== Selection ==

On Mon, 02 Apr 2018 14:16:54 -0300
Fabio Utzig <ut...@apache.org> wrote:

> Both
> 
> hw/mcu/stm/stm32f7xx/stm32f767.ld
> hw/mcu/stm/stm32f4xx/stm32f407.ld
> 
> already define the stack on CCM (called DTCM on the F7xx). Am I
> missing something here?

It might be me who's missing something (most likely scenario). The
linker scripts do indeed define the DTCM and CCM memory regions and
gives them names, ".stack" and ".data.core" depending on the linker
script. What I'm missing is that those sections aren't used anywhere in
the code.

The stacks for (main/idle) tasks are defined by OS_TASK_STACK_DEFINE in
os_task.h, which sets the alignment but not the section. Looking at the
generated memory map from an stm32f7 app all the sections are there but
I cannot identify anything actually placed in there.

But then the linker has always been a bit of a dark art to me so I
might just not be looking at the right things, or properly interpret
what I'm seeing.



> 
> On Mon, Apr 2, 2018, at 2:15 PM, Christopher Collins wrote:
> > Hi Markus,
> > 
> > On Sat, Mar 31, 2018 at 04:02:05PM -0700, markus wrote:  
> > > I looked into moving the stack into the CCM memory of the stm32
> > > mcu's - and although almost every linker script defines
> > > ".data.core" sections and there are some defines in bsp.h's for
> > > section attributes they don't seem to be used.

===

◆ What needs to be done ◆
Answer these about the email on stack placement above:
(a) What is CCM called on the F7xx?
(b) Which macro defines the stacks for the main and idle tasks, and in which file?
(c) What names do the linker scripts give the DTCM and CCM memory regions?

== Excerpted data ==

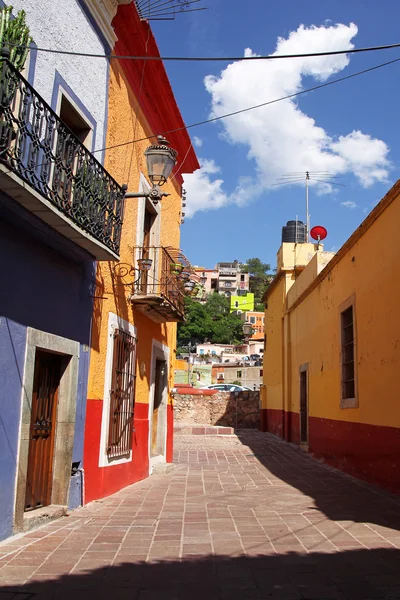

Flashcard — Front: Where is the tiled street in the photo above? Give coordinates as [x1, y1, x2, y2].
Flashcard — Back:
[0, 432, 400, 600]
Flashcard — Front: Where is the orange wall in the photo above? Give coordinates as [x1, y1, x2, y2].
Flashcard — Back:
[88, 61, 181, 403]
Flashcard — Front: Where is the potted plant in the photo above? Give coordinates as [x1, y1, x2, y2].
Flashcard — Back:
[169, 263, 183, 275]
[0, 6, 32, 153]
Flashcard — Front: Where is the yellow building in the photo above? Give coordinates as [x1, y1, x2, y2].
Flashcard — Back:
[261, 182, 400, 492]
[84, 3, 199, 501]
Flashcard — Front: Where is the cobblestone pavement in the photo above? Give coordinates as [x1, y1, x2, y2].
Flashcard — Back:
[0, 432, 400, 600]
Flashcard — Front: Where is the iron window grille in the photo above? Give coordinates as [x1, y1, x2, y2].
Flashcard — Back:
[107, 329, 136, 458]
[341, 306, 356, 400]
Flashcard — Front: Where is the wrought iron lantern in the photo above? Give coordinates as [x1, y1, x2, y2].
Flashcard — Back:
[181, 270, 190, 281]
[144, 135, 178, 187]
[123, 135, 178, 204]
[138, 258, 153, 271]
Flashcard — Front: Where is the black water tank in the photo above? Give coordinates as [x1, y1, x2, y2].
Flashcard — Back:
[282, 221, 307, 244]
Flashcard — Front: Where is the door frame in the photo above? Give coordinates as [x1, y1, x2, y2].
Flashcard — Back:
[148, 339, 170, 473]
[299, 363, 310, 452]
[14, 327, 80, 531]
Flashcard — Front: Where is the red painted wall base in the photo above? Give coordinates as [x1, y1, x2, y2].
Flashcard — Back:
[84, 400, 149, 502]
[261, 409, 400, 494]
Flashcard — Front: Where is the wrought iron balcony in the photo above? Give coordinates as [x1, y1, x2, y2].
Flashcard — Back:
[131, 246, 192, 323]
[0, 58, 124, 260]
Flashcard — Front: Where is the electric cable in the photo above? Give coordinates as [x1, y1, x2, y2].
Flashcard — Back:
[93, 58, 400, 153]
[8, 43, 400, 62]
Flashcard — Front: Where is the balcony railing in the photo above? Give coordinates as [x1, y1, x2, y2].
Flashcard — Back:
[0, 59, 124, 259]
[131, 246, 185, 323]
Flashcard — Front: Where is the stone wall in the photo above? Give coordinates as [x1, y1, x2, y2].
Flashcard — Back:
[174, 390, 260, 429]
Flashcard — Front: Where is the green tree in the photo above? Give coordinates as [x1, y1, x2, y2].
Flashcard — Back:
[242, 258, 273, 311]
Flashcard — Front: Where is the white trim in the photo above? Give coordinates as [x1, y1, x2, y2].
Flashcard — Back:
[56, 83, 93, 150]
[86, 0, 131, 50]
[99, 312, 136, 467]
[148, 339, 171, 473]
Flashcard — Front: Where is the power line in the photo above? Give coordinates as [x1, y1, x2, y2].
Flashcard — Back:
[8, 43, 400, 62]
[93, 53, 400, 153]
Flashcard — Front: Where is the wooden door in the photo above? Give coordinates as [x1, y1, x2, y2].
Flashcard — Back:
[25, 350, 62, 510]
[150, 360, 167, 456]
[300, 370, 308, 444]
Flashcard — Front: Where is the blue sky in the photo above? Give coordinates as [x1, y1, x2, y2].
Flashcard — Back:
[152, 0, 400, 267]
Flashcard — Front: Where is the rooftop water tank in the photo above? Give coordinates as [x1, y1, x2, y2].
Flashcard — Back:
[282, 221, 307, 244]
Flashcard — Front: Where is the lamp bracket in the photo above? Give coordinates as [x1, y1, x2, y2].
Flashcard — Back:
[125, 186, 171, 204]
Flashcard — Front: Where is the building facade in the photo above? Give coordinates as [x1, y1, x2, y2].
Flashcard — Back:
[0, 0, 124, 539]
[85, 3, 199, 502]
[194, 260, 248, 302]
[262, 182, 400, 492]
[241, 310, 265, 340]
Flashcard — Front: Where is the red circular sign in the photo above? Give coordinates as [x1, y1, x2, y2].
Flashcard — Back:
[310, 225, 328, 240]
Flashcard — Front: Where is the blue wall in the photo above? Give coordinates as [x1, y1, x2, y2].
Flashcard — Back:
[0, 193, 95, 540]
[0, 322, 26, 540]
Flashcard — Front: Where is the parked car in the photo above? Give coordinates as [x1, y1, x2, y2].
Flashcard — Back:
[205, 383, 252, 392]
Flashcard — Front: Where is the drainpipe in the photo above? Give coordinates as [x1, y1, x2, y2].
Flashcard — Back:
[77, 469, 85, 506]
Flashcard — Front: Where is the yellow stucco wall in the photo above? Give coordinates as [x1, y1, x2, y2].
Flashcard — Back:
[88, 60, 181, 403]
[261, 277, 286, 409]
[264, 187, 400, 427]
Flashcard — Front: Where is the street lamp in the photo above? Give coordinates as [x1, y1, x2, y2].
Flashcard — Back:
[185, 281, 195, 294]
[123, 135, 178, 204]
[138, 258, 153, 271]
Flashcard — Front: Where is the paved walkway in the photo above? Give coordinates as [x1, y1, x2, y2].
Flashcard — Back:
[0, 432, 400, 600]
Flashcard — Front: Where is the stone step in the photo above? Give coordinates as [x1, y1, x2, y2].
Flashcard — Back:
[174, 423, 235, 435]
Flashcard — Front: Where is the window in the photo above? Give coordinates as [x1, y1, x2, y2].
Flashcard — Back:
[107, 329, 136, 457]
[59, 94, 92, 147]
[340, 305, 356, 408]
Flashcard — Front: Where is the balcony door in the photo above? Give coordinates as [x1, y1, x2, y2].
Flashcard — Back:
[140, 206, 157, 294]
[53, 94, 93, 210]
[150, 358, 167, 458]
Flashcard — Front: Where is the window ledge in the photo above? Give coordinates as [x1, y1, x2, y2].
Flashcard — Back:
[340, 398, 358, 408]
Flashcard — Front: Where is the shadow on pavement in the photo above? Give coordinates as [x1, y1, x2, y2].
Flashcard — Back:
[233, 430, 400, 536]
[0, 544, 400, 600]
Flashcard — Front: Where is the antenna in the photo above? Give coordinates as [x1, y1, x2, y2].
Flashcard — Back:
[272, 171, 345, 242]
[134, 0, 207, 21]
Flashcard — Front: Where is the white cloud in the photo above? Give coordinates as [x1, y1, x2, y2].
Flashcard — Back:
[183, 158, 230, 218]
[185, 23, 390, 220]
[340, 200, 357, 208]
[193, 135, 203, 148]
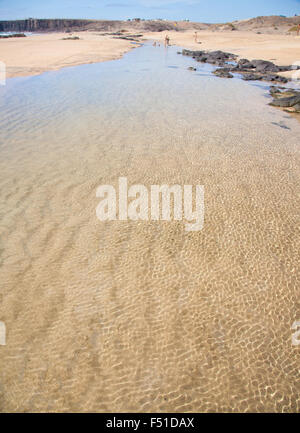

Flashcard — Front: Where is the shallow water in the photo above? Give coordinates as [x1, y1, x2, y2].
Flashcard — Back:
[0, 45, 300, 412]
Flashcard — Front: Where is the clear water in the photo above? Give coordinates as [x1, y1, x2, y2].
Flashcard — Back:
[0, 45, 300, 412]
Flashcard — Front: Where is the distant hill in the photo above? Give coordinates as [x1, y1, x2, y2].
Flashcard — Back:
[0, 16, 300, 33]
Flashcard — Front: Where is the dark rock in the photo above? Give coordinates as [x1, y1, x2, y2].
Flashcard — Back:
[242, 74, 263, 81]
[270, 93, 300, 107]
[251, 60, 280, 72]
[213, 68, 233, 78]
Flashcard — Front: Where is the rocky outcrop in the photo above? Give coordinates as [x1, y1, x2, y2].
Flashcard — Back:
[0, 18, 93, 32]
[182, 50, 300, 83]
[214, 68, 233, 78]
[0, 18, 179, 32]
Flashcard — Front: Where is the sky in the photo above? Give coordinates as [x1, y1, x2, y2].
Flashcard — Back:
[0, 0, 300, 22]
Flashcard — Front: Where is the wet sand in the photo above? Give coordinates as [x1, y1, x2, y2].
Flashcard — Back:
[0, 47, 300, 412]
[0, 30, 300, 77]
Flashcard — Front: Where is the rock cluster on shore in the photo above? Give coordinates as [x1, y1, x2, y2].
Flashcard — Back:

===
== Excerpted data ==

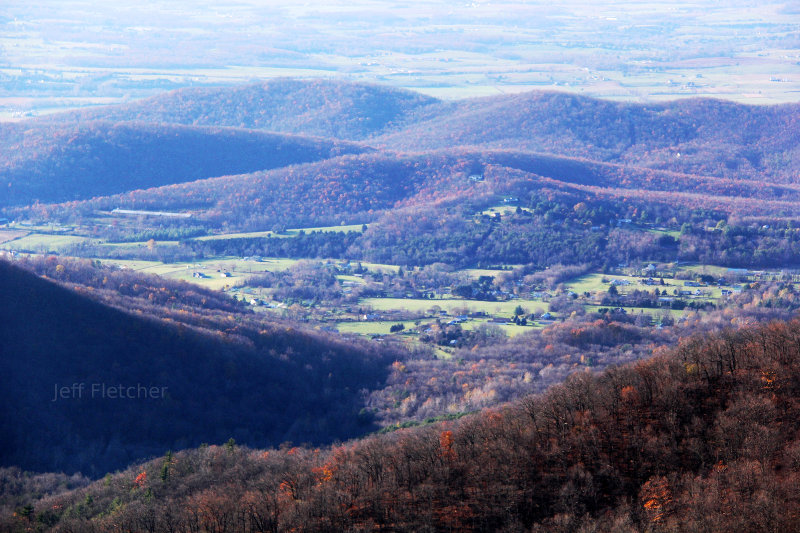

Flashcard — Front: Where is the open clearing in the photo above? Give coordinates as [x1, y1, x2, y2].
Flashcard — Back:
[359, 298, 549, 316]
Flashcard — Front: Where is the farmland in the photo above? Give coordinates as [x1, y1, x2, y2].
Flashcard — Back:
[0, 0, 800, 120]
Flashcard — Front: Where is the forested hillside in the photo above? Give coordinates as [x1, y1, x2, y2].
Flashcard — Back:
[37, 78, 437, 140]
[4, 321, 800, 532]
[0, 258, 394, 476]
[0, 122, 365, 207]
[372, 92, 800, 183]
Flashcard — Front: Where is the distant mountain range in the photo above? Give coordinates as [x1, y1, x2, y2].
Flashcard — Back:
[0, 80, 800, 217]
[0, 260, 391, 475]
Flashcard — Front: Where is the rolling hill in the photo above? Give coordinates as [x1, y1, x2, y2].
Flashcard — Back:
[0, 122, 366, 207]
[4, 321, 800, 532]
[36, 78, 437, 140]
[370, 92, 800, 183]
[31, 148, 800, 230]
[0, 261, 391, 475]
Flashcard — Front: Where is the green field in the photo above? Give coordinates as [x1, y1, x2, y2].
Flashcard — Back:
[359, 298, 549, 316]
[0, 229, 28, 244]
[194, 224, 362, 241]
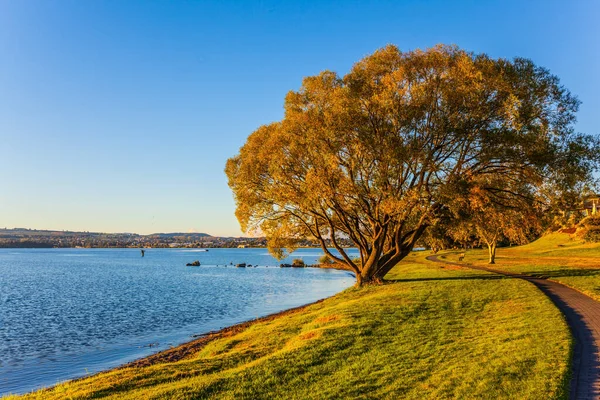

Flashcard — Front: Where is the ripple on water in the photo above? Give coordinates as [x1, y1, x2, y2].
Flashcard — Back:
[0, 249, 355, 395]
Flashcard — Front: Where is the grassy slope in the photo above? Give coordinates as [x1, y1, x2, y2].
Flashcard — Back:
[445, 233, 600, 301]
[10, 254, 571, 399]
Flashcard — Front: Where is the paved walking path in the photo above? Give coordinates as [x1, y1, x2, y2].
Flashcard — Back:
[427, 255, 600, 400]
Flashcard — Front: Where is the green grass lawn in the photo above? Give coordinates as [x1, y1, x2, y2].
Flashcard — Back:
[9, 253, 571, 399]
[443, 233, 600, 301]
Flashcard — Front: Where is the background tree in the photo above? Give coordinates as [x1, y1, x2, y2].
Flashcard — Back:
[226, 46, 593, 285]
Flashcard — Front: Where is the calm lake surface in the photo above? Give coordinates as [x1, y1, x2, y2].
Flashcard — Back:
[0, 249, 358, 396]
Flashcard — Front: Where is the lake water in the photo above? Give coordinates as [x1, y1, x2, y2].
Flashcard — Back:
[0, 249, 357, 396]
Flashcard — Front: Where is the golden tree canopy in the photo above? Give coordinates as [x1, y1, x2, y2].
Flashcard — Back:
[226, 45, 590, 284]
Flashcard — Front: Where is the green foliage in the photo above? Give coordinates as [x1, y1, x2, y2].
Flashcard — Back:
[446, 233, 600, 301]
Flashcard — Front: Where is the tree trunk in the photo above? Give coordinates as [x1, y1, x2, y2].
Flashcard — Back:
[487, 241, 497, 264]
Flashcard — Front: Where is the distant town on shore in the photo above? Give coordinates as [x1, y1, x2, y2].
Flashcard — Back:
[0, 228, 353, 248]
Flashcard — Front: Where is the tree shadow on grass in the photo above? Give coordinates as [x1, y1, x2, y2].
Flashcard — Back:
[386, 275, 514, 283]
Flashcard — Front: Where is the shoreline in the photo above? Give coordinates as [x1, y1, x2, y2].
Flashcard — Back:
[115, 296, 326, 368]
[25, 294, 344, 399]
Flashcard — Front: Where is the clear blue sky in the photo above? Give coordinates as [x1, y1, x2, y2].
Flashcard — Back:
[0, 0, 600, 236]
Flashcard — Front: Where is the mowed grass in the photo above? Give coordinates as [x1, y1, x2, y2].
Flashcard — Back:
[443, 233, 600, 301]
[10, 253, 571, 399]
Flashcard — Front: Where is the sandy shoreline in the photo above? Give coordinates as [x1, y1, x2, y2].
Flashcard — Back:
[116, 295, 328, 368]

===
== Excerpted data ==

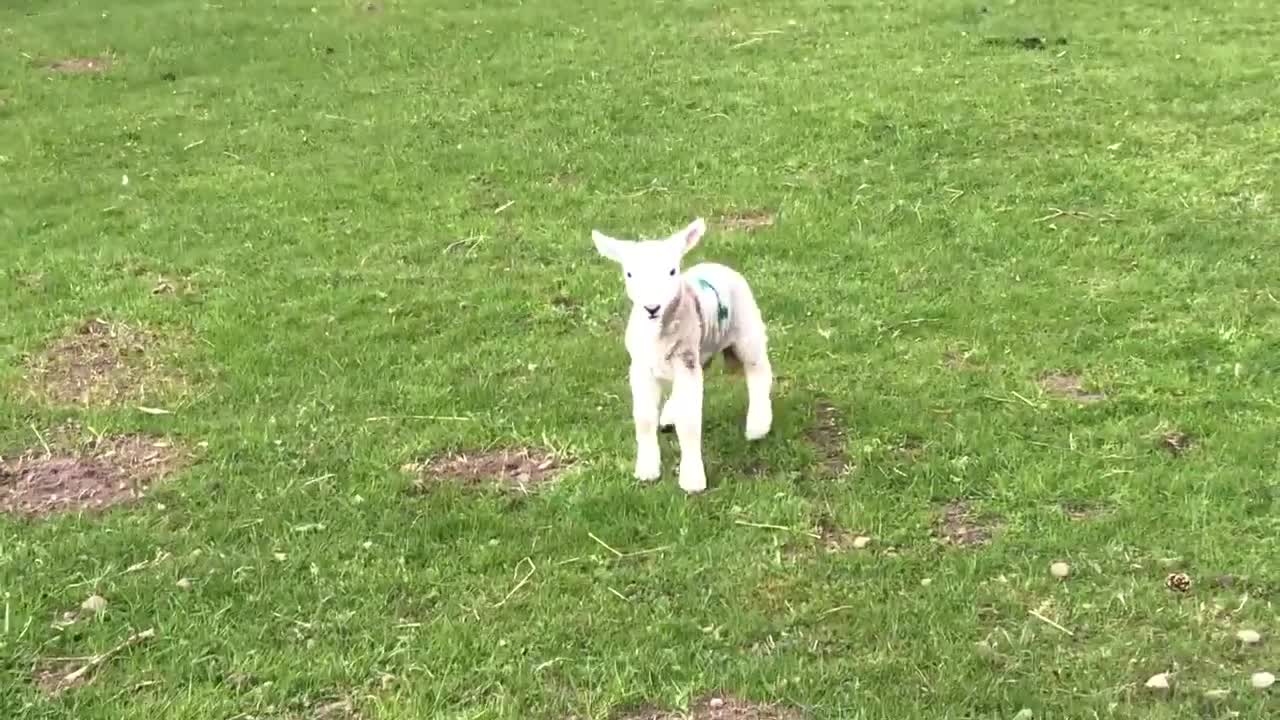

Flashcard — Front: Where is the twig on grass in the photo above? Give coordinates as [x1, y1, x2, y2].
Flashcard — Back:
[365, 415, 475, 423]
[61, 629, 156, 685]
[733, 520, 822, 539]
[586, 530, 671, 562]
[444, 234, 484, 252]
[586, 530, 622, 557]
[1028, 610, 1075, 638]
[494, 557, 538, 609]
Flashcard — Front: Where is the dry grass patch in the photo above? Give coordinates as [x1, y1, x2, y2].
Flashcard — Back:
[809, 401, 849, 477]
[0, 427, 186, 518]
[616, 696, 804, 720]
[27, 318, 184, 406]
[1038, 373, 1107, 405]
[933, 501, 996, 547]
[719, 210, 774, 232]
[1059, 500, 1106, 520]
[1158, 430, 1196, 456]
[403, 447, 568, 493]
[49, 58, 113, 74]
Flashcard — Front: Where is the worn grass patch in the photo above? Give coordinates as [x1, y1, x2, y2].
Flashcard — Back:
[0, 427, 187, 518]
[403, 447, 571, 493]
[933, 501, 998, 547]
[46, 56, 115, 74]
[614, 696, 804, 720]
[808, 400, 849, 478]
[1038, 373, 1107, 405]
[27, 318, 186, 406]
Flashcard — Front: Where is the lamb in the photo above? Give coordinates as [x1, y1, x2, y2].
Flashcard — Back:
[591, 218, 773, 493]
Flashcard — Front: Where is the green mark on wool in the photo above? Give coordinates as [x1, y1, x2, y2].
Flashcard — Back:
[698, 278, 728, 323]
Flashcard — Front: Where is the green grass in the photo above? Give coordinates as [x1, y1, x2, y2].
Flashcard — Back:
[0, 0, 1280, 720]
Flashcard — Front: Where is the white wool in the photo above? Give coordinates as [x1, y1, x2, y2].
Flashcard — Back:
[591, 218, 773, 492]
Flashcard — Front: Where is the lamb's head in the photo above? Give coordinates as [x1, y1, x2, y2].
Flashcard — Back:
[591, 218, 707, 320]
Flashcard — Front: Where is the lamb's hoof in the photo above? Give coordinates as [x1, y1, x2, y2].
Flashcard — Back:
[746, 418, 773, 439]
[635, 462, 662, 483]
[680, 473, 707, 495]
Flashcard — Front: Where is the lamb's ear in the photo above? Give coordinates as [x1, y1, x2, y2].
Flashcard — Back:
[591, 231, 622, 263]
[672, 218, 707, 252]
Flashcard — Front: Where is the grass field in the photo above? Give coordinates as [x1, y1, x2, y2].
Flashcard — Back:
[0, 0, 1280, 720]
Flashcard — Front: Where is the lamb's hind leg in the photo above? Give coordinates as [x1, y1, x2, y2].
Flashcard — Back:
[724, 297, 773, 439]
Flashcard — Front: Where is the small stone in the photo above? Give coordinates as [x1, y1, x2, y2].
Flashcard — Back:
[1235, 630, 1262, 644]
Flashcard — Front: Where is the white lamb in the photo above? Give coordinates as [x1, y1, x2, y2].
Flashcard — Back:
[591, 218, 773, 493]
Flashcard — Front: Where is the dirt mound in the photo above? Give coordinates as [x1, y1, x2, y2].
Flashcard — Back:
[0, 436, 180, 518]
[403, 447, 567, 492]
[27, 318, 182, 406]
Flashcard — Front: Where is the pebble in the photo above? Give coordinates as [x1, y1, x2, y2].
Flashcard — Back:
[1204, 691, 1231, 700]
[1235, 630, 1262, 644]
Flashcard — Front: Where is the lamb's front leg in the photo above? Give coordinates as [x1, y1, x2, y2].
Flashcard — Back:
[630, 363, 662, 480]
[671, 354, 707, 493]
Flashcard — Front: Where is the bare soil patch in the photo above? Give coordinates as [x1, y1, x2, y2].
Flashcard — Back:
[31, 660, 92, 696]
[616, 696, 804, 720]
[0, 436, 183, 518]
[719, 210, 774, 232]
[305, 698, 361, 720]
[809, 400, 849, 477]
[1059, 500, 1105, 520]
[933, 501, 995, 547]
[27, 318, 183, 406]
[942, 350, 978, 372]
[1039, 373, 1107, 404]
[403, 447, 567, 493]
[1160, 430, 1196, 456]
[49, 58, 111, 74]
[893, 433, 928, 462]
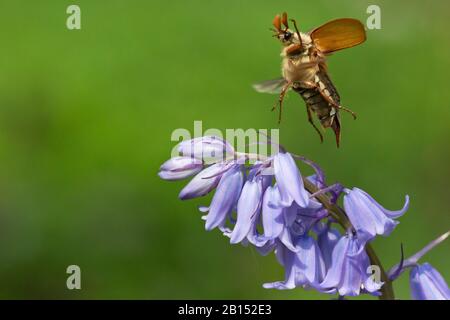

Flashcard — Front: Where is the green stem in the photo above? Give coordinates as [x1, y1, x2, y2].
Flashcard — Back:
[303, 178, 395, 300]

===

◆ Solution for this task ◆
(a) DTCM.
(b) OS_TASK_STACK_DEFINE, in os_task.h.
(c) ".stack" and ".data.core", depending on the linker script.